EXERCISE DESCRIPTION: When a line in the records includes the string "below", it goes into the tally; report that tally alone.

DATA FOR REVIEW:
_ _ _ _ _ _ _
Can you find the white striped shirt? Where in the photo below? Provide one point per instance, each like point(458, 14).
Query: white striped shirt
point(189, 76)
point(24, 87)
_ _ _ _ _ _ _
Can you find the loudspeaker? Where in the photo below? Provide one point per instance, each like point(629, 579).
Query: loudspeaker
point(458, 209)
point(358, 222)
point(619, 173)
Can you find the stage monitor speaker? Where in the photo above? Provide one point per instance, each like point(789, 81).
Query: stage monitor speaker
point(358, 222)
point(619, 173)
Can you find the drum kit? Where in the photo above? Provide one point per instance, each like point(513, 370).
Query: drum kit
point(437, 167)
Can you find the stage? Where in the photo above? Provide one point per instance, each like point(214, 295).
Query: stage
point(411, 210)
_ _ _ _ _ _ _
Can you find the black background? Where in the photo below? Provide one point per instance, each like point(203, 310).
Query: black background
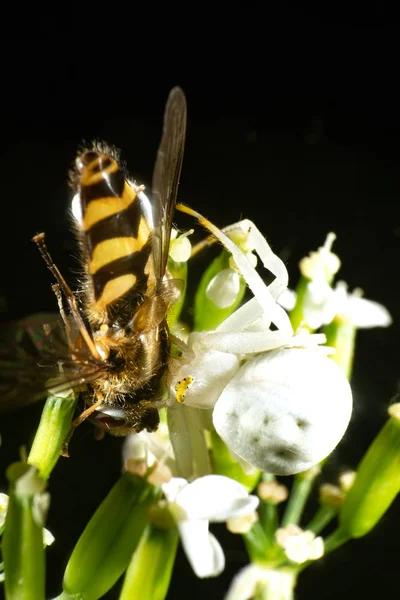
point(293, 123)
_ _ _ _ _ _ _
TASK RESULT: 3